▶ WHAT YOU HAVE TO DO
For this exercise, reproduce the entries below exactly, but only from the line containing "Where can the green mountain" through the line containing "Where can the mountain ridge", both included.

Natural language region descriptions
○ ○ ○

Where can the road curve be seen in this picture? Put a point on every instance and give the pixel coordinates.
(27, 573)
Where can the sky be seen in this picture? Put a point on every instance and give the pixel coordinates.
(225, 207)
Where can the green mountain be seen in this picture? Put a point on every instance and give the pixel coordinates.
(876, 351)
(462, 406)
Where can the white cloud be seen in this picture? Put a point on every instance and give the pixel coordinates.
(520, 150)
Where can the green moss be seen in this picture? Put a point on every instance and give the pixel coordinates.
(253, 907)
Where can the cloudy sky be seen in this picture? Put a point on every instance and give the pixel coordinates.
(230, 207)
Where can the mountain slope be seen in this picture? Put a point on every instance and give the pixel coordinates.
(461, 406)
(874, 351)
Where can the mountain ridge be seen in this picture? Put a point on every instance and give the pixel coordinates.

○ ○ ○

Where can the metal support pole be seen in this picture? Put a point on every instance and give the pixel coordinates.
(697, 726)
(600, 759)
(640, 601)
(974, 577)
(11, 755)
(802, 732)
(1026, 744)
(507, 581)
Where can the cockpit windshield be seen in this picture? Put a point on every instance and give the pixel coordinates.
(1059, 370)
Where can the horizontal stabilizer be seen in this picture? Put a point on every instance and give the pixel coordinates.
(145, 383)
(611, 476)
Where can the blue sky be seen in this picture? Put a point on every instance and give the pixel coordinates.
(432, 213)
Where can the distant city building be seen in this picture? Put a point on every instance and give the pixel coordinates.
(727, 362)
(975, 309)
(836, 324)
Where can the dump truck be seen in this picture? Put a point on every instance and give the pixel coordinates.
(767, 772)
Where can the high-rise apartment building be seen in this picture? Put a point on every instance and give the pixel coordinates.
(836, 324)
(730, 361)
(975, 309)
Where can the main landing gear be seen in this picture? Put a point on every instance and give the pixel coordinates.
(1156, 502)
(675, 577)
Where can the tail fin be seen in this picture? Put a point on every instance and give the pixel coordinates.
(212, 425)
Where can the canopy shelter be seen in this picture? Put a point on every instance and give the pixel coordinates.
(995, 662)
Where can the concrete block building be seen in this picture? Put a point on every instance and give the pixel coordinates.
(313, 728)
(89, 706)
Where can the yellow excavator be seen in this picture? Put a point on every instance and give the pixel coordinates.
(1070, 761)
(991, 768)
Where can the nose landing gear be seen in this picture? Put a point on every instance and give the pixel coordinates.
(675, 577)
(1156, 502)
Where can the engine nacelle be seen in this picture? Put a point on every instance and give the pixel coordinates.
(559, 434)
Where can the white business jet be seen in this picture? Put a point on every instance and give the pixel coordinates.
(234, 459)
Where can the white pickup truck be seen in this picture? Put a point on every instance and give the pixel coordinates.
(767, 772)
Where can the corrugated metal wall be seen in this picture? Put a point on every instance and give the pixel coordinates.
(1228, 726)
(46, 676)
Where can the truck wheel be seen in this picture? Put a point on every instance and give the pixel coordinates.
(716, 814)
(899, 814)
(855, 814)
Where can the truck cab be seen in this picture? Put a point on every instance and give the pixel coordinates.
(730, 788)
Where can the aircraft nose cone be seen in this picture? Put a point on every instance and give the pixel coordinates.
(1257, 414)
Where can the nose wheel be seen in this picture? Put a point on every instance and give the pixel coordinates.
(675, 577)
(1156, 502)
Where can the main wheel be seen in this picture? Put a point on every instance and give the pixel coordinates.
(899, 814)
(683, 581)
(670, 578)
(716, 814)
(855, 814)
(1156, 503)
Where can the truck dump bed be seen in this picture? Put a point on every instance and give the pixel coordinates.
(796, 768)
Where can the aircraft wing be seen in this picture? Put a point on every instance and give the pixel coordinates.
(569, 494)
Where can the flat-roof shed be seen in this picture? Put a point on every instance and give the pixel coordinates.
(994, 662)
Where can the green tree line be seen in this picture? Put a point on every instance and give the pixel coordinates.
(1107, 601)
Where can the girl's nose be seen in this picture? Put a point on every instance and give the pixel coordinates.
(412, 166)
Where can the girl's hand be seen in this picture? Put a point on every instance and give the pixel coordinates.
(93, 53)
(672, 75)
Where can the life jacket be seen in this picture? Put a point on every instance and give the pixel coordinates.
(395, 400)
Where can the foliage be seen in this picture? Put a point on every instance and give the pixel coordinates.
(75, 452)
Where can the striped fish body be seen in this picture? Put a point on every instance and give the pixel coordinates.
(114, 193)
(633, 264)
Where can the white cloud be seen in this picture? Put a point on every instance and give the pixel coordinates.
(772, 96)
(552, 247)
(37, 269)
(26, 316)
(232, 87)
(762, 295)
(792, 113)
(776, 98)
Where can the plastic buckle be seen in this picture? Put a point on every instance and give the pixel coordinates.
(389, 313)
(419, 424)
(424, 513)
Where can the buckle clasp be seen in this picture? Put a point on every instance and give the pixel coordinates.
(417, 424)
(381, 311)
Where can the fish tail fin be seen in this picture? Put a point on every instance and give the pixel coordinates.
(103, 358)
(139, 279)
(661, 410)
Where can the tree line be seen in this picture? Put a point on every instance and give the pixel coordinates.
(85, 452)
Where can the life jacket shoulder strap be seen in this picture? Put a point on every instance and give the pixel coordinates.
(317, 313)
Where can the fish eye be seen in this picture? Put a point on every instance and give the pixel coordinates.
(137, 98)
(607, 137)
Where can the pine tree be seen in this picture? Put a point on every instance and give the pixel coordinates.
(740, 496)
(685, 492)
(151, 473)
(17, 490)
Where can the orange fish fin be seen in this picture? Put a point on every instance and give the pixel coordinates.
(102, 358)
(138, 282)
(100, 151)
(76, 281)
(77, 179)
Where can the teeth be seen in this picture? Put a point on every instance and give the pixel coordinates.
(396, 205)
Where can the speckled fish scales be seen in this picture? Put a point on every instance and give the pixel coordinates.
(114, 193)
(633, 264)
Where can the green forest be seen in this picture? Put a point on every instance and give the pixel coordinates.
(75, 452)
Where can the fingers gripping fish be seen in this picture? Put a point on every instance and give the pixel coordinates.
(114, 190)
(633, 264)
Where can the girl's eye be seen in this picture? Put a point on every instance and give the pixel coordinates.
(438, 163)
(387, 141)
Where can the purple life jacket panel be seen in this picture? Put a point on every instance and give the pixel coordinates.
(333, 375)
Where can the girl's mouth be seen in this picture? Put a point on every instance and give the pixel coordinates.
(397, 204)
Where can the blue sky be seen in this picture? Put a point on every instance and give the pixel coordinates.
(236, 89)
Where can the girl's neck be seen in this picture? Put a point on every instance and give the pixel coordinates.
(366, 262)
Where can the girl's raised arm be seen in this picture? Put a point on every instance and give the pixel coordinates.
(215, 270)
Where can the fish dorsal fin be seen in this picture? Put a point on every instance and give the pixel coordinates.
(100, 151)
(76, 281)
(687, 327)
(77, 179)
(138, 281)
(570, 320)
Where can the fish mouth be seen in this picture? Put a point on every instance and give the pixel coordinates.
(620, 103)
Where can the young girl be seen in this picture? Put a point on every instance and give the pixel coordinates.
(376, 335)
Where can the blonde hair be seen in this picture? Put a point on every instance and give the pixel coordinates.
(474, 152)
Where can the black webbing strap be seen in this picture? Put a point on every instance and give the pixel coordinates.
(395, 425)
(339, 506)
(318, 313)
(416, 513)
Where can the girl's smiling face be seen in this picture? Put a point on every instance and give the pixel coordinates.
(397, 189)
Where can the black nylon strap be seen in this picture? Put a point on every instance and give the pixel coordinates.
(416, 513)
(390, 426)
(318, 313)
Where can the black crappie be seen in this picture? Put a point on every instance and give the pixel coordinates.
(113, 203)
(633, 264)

○ ○ ○

▶ RESPONSE
Where can the green mountain be seen in this picture? Put a point on every instance and give the pixel coordinates.
(876, 351)
(462, 406)
Where can the white cloud be seen in this picture? Put a point on every instance and give the pixel coordinates.
(520, 150)
Where can the green moss be seen in this picture? Put a point on every instance and give the pixel coordinates.
(253, 907)
Where can the cloudy sky be seen in this picture? Put a point on every instance and give the pixel coordinates.
(230, 207)
Where can the mountain slope be seen in this picture? Put a point on every instance and give the pixel coordinates.
(461, 406)
(874, 351)
Where can the mountain ridge be seen in this picture? Put a point on every instance and give the pixel coordinates.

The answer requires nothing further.